- _Exercise directions_: Write out the following listing's lines from the one with "126L589 173H611L613 165L593" to the one with "positive clicks: (568, 121) (581, 158)", exactly, with both included and no others.

- _Data supplied_:
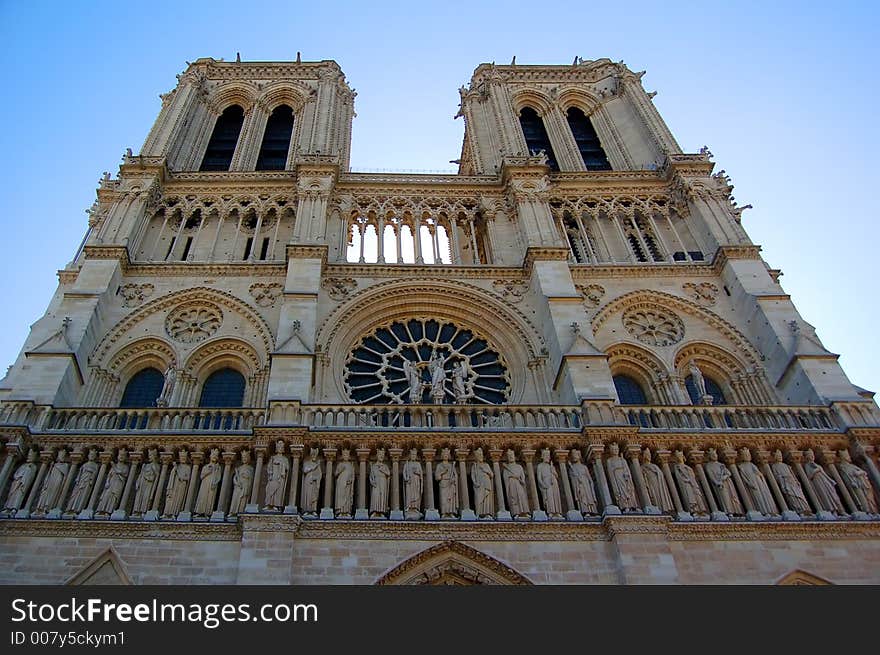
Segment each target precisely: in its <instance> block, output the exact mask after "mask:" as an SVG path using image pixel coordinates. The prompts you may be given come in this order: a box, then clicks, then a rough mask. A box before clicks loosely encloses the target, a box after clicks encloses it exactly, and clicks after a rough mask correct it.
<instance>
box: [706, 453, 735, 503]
mask: <svg viewBox="0 0 880 655" xmlns="http://www.w3.org/2000/svg"><path fill="white" fill-rule="evenodd" d="M707 454H708V456H709V461H708V462H706V464H705V465H704V467H703V468H704V470H705V471H706V477H707V478H708V479H709V482H710V484H711V485H712V486H713V487H714V488H715V495H716V496H717V497H718V502H719V503H720V504H721V510H722V511H723V512H724V513H726V514H731V515H734V516H741V515H743V514H745V510H744V509H743V506H742V503H741V502H740V500H739V495H738V494H737V492H736V484H735V483H734V481H733V474H732V473H731V472H730V469H729V468H727V467H726V466H725V465H724V464H722V463H721V462H719V461H718V451H716V450H715V449H714V448H710V449H709V451H708V453H707Z"/></svg>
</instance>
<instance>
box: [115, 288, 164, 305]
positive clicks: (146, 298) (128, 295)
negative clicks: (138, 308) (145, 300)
mask: <svg viewBox="0 0 880 655" xmlns="http://www.w3.org/2000/svg"><path fill="white" fill-rule="evenodd" d="M154 289H155V287H154V286H153V285H152V284H124V285H123V286H121V287H120V288H119V295H120V296H122V306H123V307H137V306H138V305H140V304H142V303H143V302H144V300H146V299H147V298H149V297H150V296H151V295H153V291H154Z"/></svg>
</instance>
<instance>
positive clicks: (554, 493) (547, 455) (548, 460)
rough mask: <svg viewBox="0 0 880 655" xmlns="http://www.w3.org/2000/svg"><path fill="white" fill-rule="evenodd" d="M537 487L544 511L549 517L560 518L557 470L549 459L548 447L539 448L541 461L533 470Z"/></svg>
mask: <svg viewBox="0 0 880 655" xmlns="http://www.w3.org/2000/svg"><path fill="white" fill-rule="evenodd" d="M535 477H536V478H537V482H538V489H540V490H541V498H543V499H544V511H546V512H547V515H548V516H549V517H550V518H561V517H562V516H563V514H562V498H561V497H560V495H559V471H557V470H556V467H555V466H553V463H552V462H551V461H550V449H549V448H543V449H542V450H541V461H540V462H539V463H538V466H537V467H536V470H535Z"/></svg>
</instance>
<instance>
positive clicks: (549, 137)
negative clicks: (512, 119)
mask: <svg viewBox="0 0 880 655" xmlns="http://www.w3.org/2000/svg"><path fill="white" fill-rule="evenodd" d="M519 124H520V125H521V126H522V130H523V136H524V137H525V138H526V147H527V148H528V149H529V152H530V153H532V154H538V153H539V152H540V151H541V150H543V151H544V152H545V153H546V154H547V165H548V166H549V167H550V170H551V171H558V170H559V164H557V163H556V155H555V154H554V153H553V146H552V145H550V137H549V136H548V135H547V129H546V128H545V127H544V121H543V120H542V119H541V117H540V116H538V112H536V111H535V110H534V109H532V108H531V107H523V108H522V109H521V110H520V112H519Z"/></svg>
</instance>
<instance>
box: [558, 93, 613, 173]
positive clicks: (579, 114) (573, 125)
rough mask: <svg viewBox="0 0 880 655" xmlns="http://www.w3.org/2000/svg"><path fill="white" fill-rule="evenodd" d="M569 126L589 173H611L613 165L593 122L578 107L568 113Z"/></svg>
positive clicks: (568, 121) (581, 158)
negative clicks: (598, 172)
mask: <svg viewBox="0 0 880 655" xmlns="http://www.w3.org/2000/svg"><path fill="white" fill-rule="evenodd" d="M566 117H567V118H568V126H569V127H570V128H571V133H572V136H574V141H575V143H577V146H578V150H579V151H580V153H581V159H583V160H584V166H586V167H587V170H588V171H610V170H611V164H610V163H608V157H607V156H606V155H605V150H604V149H603V148H602V143H601V142H600V141H599V135H598V134H596V128H594V127H593V122H592V121H591V120H590V119H589V117H588V116H586V115H585V114H584V112H583V111H581V110H580V109H579V108H578V107H569V109H568V111H567V112H566Z"/></svg>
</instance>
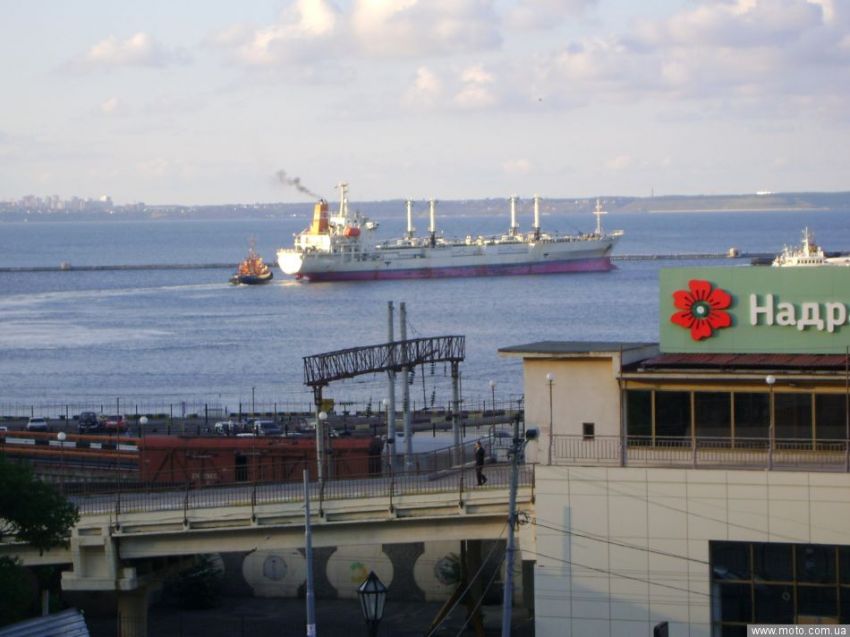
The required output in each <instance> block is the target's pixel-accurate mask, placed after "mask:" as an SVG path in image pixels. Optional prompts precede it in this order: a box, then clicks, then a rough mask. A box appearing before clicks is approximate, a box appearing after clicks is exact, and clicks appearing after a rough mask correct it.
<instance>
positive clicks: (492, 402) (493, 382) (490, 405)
mask: <svg viewBox="0 0 850 637" xmlns="http://www.w3.org/2000/svg"><path fill="white" fill-rule="evenodd" d="M490 396H491V397H492V398H493V402H491V403H490V409H491V410H492V411H493V415H494V416H495V415H496V381H495V380H491V381H490Z"/></svg>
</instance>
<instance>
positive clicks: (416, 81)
mask: <svg viewBox="0 0 850 637" xmlns="http://www.w3.org/2000/svg"><path fill="white" fill-rule="evenodd" d="M442 95H443V83H442V81H441V80H440V78H439V77H438V76H437V74H436V73H435V72H434V71H432V70H431V69H429V68H427V67H425V66H420V67H419V68H418V69H417V70H416V78H415V79H414V81H413V84H412V85H411V86H410V88H408V89H407V90H406V91H405V93H404V98H403V102H404V103H405V104H406V105H407V106H411V107H414V108H431V107H433V106H435V105H437V104H438V103H439V101H440V98H441V97H442Z"/></svg>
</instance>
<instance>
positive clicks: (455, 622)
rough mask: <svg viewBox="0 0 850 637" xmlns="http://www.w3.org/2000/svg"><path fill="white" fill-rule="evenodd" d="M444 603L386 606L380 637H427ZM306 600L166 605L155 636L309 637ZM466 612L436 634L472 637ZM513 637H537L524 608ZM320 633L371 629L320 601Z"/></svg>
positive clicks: (344, 604) (289, 599) (337, 610)
mask: <svg viewBox="0 0 850 637" xmlns="http://www.w3.org/2000/svg"><path fill="white" fill-rule="evenodd" d="M441 607H442V604H440V603H427V602H387V604H386V608H385V611H384V620H383V621H382V622H381V626H380V629H379V632H378V634H379V635H380V636H381V637H414V636H416V637H423V636H424V635H425V634H426V633H427V631H428V628H429V627H430V625H431V622H432V621H433V619H434V617H435V616H436V615H437V613H438V612H439V610H440V608H441ZM305 608H306V606H305V602H304V600H303V599H269V598H227V599H224V600H223V603H222V606H220V607H219V608H215V609H212V610H204V611H179V610H174V609H171V608H165V607H161V606H154V607H152V608H151V609H150V614H149V617H148V635H149V636H150V637H272V636H274V637H284V636H285V637H289V636H290V635H293V636H299V637H302V636H304V635H306V626H305V617H306V610H305ZM483 612H484V622H485V629H486V634H487V635H500V634H501V608H500V607H498V606H485V607H484V608H483ZM465 621H466V609H465V608H464V607H462V606H459V607H457V608H455V610H454V611H453V612H452V614H451V615H450V616H449V617H448V619H447V621H446V622H445V623H444V624H443V625H442V626H441V627H440V629H439V630H438V631H437V632H435V633H434V635H439V636H441V637H444V636H448V635H463V634H465V635H473V634H474V632H473V630H472V628H471V627H470V626H467V627H466V629H465V630H463V625H464V622H465ZM87 623H88V625H89V630H90V631H91V635H92V637H116V636H117V635H118V631H117V627H116V620H115V619H114V618H113V619H107V618H103V619H100V618H92V619H89V620H87ZM512 626H513V628H512V633H511V634H512V635H513V636H514V637H532V636H533V635H534V626H533V622H532V621H531V620H530V619H528V616H527V613H526V612H525V611H524V610H522V609H518V608H517V609H514V617H513V622H512ZM316 632H317V636H318V637H336V636H337V635H344V636H345V637H358V636H359V635H364V636H365V635H366V634H367V630H366V624H365V622H364V621H363V616H362V614H361V612H360V604H359V602H358V601H357V600H355V599H351V600H317V601H316Z"/></svg>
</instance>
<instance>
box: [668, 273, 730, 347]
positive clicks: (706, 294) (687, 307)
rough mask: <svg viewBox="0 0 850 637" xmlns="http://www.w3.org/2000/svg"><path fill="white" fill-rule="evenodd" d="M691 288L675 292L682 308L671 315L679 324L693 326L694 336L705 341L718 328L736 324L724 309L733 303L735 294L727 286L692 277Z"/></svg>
mask: <svg viewBox="0 0 850 637" xmlns="http://www.w3.org/2000/svg"><path fill="white" fill-rule="evenodd" d="M688 287H689V288H690V291H687V290H679V291H678V292H673V305H674V306H676V309H678V310H681V311H680V312H676V313H675V314H673V316H671V317H670V320H671V321H672V322H673V323H675V324H676V325H681V326H682V327H684V328H687V329H689V330H691V338H692V339H694V340H695V341H701V340H702V339H704V338H708V337H709V336H711V335H712V334H713V333H714V330H718V329H721V328H723V327H729V326H730V325H732V317H731V316H729V314H728V313H727V312H724V311H723V310H725V309H727V308H728V307H729V306H730V305H732V296H731V295H730V294H729V293H728V292H726V291H725V290H721V289H720V288H716V289H714V290H712V289H711V283H709V282H708V281H700V280H699V279H691V280H690V281H688Z"/></svg>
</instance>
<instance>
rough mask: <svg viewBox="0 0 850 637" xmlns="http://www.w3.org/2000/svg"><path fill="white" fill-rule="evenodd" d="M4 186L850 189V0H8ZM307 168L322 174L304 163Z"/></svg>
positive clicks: (178, 198) (367, 191)
mask: <svg viewBox="0 0 850 637" xmlns="http://www.w3.org/2000/svg"><path fill="white" fill-rule="evenodd" d="M0 15H2V21H0V77H2V79H3V91H2V93H0V96H2V97H0V200H9V199H18V198H21V197H23V196H25V195H37V196H50V195H58V196H60V197H62V198H70V197H74V196H77V197H85V198H95V197H100V196H103V195H108V196H110V197H112V199H113V200H114V201H115V202H116V203H118V204H129V203H136V202H145V203H148V204H187V205H190V204H197V205H201V204H225V203H253V202H279V201H282V202H302V201H311V200H313V199H314V198H315V195H321V196H324V197H326V198H329V199H332V200H333V199H335V195H336V193H335V191H334V185H335V184H337V183H338V182H340V181H345V182H348V183H349V184H350V197H351V199H352V201H356V200H364V201H366V200H386V199H395V198H405V197H412V198H414V199H426V198H430V197H436V198H438V199H443V200H449V199H467V198H469V199H479V198H486V197H505V196H509V195H513V194H516V195H519V196H521V197H530V196H531V195H533V194H535V193H537V194H540V195H541V196H543V197H547V196H548V197H594V196H612V195H624V196H649V195H651V194H653V193H654V194H655V195H665V194H727V193H749V192H757V191H775V192H778V191H781V192H793V191H842V190H850V180H849V179H848V178H850V0H277V1H272V0H241V1H240V2H231V1H227V2H225V1H223V0H181V1H180V2H174V1H173V0H145V2H116V1H115V0H77V1H75V2H67V1H66V0H32V1H31V2H21V1H20V0H0ZM281 171H283V173H284V174H285V175H286V177H287V179H289V180H292V179H295V178H297V179H298V180H300V181H299V183H300V184H301V186H302V188H301V189H299V188H296V187H293V186H292V185H291V182H290V183H289V184H287V183H284V182H285V181H286V179H285V180H283V181H282V180H281V179H280V178H279V174H280V172H281Z"/></svg>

- _Your solution_:
rough mask: <svg viewBox="0 0 880 655" xmlns="http://www.w3.org/2000/svg"><path fill="white" fill-rule="evenodd" d="M569 126L589 173H611L613 165L593 122L578 107L568 113Z"/></svg>
positive clicks: (568, 121) (581, 158)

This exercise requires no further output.